» EXCERPTED DATA:
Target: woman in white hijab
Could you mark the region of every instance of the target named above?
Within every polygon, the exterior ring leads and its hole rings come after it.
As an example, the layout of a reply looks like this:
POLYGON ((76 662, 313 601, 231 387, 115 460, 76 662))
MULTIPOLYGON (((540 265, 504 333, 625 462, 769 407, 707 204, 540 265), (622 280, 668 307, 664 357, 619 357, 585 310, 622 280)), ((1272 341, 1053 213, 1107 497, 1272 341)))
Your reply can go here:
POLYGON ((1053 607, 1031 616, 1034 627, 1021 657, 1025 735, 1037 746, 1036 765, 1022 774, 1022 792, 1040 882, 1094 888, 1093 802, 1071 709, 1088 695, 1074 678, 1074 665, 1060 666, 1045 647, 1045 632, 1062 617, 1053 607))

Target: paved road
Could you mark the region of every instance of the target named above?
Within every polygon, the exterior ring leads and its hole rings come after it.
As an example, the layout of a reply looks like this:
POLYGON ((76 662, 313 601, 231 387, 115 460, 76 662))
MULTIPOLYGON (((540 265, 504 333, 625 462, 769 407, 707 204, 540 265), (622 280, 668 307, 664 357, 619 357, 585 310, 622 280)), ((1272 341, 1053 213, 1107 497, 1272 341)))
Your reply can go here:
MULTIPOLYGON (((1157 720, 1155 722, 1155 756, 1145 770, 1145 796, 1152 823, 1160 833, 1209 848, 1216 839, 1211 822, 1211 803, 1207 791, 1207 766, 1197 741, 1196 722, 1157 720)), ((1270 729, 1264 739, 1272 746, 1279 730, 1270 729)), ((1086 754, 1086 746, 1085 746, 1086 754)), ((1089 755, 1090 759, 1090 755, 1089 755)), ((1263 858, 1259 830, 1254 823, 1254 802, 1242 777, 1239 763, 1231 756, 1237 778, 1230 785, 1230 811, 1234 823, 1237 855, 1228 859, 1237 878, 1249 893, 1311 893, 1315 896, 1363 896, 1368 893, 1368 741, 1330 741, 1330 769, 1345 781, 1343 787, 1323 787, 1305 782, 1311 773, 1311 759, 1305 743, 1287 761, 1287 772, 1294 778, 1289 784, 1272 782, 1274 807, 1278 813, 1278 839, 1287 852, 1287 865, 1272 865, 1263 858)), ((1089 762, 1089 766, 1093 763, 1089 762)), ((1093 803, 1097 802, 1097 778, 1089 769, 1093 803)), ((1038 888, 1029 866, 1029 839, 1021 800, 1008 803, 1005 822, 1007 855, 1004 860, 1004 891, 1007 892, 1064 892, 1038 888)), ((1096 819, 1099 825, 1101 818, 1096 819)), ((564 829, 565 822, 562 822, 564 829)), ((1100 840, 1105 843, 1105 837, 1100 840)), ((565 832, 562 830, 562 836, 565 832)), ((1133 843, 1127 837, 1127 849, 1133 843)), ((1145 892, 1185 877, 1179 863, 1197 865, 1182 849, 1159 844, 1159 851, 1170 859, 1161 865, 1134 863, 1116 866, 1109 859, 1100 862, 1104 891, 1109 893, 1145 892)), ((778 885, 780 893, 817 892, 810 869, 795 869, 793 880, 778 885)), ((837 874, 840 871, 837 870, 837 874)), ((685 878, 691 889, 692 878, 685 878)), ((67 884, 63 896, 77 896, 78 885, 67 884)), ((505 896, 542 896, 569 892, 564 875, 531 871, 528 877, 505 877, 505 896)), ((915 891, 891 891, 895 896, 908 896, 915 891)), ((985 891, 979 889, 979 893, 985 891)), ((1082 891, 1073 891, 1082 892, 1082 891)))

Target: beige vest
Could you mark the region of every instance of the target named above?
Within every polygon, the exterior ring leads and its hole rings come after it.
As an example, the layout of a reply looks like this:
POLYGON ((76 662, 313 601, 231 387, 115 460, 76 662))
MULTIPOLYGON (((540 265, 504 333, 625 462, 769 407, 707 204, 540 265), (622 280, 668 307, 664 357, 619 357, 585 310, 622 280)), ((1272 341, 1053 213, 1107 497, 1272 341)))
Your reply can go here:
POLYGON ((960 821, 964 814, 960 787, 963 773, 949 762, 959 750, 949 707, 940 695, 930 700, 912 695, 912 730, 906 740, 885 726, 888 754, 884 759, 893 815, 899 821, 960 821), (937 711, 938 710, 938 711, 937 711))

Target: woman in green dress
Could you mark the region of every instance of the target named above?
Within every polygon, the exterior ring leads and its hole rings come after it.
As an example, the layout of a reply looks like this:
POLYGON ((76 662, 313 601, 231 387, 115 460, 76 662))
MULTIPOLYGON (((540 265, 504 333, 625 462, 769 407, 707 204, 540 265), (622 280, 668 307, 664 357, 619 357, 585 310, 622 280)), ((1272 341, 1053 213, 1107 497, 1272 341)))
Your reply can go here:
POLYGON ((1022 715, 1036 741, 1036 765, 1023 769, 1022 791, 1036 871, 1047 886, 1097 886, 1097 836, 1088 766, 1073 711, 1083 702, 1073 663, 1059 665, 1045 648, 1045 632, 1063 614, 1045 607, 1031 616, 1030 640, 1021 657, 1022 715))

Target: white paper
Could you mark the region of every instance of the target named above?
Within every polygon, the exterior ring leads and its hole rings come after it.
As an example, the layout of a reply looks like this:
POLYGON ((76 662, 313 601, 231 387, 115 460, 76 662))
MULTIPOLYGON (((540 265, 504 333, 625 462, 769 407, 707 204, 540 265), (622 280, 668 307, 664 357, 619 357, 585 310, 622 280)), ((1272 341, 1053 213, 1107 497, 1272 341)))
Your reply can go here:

» WHAT TO WORK ON:
Edit the material above so that each "exterior ring" reads "outer ring", with every other part left unchanged.

» WRITTEN REPLY:
Target: woman in white hijab
Could you mark the region of every instance of the target named above?
Within every polygon, the outer ring leads and its hole rings come after it.
As an example, the layout of a reply looks like this:
POLYGON ((76 662, 313 601, 231 387, 115 460, 76 662))
MULTIPOLYGON (((540 265, 504 333, 625 462, 769 407, 707 204, 540 265), (622 280, 668 307, 664 357, 619 357, 585 310, 622 280)), ((1272 341, 1053 213, 1107 497, 1272 341)))
Your reply can go here:
POLYGON ((1053 607, 1031 616, 1034 627, 1021 657, 1025 735, 1037 746, 1036 765, 1022 774, 1022 792, 1040 882, 1094 888, 1093 802, 1071 709, 1088 695, 1074 678, 1074 665, 1060 666, 1045 647, 1045 632, 1062 617, 1053 607))

Target: paved road
Could you mark the region of every instance of the target named above?
Within every polygon, the outer ring leads and its hole rings come after it.
As an example, the layout of a reply looks like this:
POLYGON ((76 662, 313 601, 231 387, 115 460, 76 662))
MULTIPOLYGON (((540 265, 504 333, 625 462, 769 407, 707 204, 540 265), (622 280, 668 307, 664 357, 619 357, 585 310, 622 280)), ((1272 341, 1053 213, 1107 497, 1272 341)))
Your reply can go here:
MULTIPOLYGON (((1157 720, 1155 722, 1155 756, 1145 770, 1145 796, 1152 823, 1160 833, 1209 848, 1216 839, 1211 822, 1211 803, 1207 791, 1207 766, 1197 741, 1196 722, 1157 720)), ((1270 729, 1264 739, 1272 746, 1279 730, 1270 729)), ((1086 754, 1086 746, 1085 746, 1086 754)), ((1089 755, 1090 759, 1090 755, 1089 755)), ((1263 858, 1259 830, 1254 823, 1254 802, 1242 777, 1239 763, 1231 756, 1237 778, 1230 785, 1230 811, 1234 823, 1237 855, 1228 859, 1237 878, 1249 893, 1311 893, 1315 896, 1363 896, 1368 893, 1368 741, 1330 741, 1330 769, 1345 781, 1343 787, 1323 787, 1305 782, 1311 773, 1311 759, 1305 743, 1287 761, 1287 772, 1294 778, 1289 784, 1272 782, 1274 807, 1278 813, 1278 839, 1287 852, 1287 865, 1272 865, 1263 858)), ((1089 762, 1089 766, 1093 763, 1089 762)), ((1093 803, 1097 802, 1097 778, 1089 769, 1093 803)), ((1038 888, 1029 866, 1029 839, 1021 800, 1008 803, 1005 822, 1007 855, 1004 860, 1004 891, 1007 892, 1064 892, 1038 888)), ((1096 819, 1099 825, 1101 818, 1096 819)), ((564 829, 565 822, 562 822, 564 829)), ((1100 840, 1105 843, 1105 837, 1100 840)), ((565 832, 562 830, 562 836, 565 832)), ((1133 843, 1127 837, 1127 849, 1133 843)), ((1145 892, 1185 877, 1179 863, 1197 865, 1182 849, 1159 844, 1159 851, 1170 859, 1161 865, 1134 863, 1116 866, 1109 859, 1100 862, 1104 891, 1109 893, 1145 892)), ((778 885, 780 893, 817 892, 810 869, 795 869, 793 880, 778 885)), ((837 874, 840 871, 837 870, 837 874)), ((685 878, 691 889, 692 878, 685 878)), ((67 884, 63 896, 77 896, 78 885, 67 884)), ((505 896, 542 896, 569 892, 564 875, 531 871, 528 877, 505 877, 505 896)), ((915 891, 891 891, 895 896, 908 896, 915 891)), ((985 891, 979 889, 979 893, 985 891)), ((1082 891, 1073 891, 1082 892, 1082 891)))

Target: beige vest
Could you mark the region of every instance of the target named above?
Within every polygon, the outer ring leads and its hole rings come after it.
As an example, the layout of a reply looks like this:
POLYGON ((76 662, 313 601, 231 387, 115 460, 76 662))
MULTIPOLYGON (((540 265, 504 333, 625 462, 769 407, 707 204, 540 265), (622 280, 668 307, 664 357, 619 357, 585 310, 622 280)), ((1272 341, 1053 213, 1107 497, 1272 341)))
Your reply can go here:
POLYGON ((960 821, 964 814, 960 787, 963 773, 949 762, 959 750, 949 707, 940 695, 930 700, 912 695, 912 730, 906 740, 885 726, 888 754, 884 759, 893 815, 899 821, 960 821), (937 711, 938 710, 938 711, 937 711))

Target: woman in green dress
Could you mark the region of every instance of the target named above?
Within every polygon, the outer ring leads and its hole rings come after it.
As an example, the layout of a reply looks like this:
POLYGON ((76 662, 313 601, 231 387, 115 460, 76 662))
MULTIPOLYGON (((540 265, 504 333, 625 462, 769 407, 707 204, 540 265), (622 280, 668 307, 664 357, 619 357, 585 310, 622 280)), ((1272 341, 1053 213, 1107 497, 1272 341)))
Your reply can go here:
POLYGON ((1022 715, 1036 741, 1036 765, 1023 769, 1022 791, 1036 871, 1047 886, 1097 886, 1097 836, 1088 766, 1073 711, 1083 702, 1073 663, 1059 665, 1045 648, 1045 632, 1063 614, 1045 607, 1031 616, 1030 640, 1021 657, 1022 715))

Target: white paper
Could you mark the region of every instance of the target named above?
Within every polygon, the outer ring leads and its hole rings come after it.
As an example, the layout of a reply looks like this:
POLYGON ((76 662, 313 601, 231 387, 115 460, 76 662))
MULTIPOLYGON (((540 265, 504 333, 625 462, 769 407, 707 204, 540 265), (622 280, 668 307, 664 357, 619 357, 585 310, 622 280)), ((1272 341, 1053 213, 1107 497, 1272 341)))
Your reply can go here:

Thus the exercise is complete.